Rewrite the records from the line with "the building rooftop" through the final line of the records, including that line and the requests, and add 36 to every number in the answer coordinates.

-- Start of Material --

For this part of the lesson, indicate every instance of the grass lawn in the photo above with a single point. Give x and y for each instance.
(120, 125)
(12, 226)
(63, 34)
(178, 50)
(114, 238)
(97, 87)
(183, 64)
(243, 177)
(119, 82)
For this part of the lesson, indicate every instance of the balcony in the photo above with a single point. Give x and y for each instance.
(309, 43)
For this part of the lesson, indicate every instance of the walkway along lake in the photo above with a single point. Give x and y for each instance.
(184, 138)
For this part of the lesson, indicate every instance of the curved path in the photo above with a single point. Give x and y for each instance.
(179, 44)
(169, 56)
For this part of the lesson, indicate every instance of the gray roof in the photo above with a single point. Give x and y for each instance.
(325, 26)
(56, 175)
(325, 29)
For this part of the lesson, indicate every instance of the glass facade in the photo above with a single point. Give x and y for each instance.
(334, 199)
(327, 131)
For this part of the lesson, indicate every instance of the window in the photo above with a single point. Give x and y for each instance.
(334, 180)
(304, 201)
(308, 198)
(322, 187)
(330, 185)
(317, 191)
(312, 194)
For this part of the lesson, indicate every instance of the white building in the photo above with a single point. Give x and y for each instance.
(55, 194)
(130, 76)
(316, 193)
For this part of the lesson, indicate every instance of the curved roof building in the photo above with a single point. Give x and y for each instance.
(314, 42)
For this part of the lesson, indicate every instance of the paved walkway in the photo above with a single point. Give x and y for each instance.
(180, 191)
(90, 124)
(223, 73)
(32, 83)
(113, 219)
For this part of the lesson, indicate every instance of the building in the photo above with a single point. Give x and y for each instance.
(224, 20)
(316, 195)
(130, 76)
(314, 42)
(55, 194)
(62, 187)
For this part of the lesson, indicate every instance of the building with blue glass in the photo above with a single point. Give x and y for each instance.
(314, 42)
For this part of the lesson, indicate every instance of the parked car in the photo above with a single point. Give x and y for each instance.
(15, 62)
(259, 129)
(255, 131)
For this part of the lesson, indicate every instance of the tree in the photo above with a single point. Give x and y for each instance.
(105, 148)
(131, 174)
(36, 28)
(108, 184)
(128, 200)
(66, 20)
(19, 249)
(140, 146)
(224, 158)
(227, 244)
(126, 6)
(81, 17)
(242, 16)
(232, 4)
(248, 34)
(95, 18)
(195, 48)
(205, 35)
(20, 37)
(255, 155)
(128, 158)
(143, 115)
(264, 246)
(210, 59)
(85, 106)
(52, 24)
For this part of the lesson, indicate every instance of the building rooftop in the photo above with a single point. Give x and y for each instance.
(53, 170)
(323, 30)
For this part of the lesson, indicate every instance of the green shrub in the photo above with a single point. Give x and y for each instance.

-- End of Material --

> **Task response**:
For this part of the lesson, indicate every instance of the building rooftop in the photo above with a single point. Give x and y for each instance.
(89, 206)
(359, 66)
For this part of the lesson, indicate every instance of the green shrub in the photo above with a single point. Give x and y for each instance.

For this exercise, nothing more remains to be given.